start AVAILABLE RECORDS

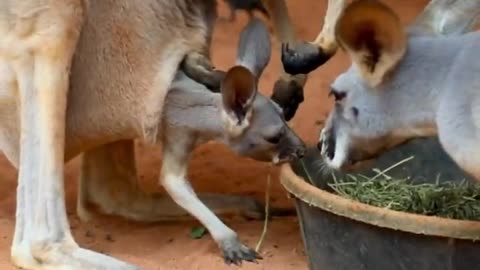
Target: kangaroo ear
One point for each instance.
(373, 36)
(239, 89)
(254, 47)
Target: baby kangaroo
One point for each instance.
(401, 86)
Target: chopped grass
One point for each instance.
(448, 199)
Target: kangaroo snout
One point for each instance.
(291, 148)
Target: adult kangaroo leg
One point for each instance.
(288, 89)
(45, 34)
(109, 179)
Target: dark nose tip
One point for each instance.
(301, 152)
(319, 146)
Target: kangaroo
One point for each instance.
(299, 58)
(90, 77)
(401, 86)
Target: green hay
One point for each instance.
(450, 200)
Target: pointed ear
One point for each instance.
(239, 89)
(374, 38)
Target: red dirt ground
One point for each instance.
(214, 169)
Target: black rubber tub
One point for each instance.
(341, 234)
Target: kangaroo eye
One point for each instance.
(274, 139)
(337, 94)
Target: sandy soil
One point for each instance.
(214, 169)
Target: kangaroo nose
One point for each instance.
(319, 145)
(301, 152)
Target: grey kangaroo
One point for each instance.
(91, 77)
(402, 85)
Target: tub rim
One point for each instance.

end AVAILABLE RECORDS

DO THIS: In the records above, return only the line that contains "Target: green hay" and every line after it through the last, exactly as they appear.

FULL ANSWER:
Target: green hay
One point for each instance.
(450, 200)
Target: pointed ear
One point for each instance.
(239, 89)
(374, 38)
Target: red dirt ground
One point for each instance.
(214, 169)
Target: black rubber tub
One point for each instance.
(341, 234)
Target: kangaroo eye
One point for each instance.
(274, 139)
(337, 94)
Target: sandy soil
One point for each instance.
(214, 169)
Target: kangaroo nose
One point for each instance.
(319, 145)
(301, 152)
Target: grey kangaroo
One point for each instance.
(91, 77)
(402, 85)
Target: tub rim
One point for each instance.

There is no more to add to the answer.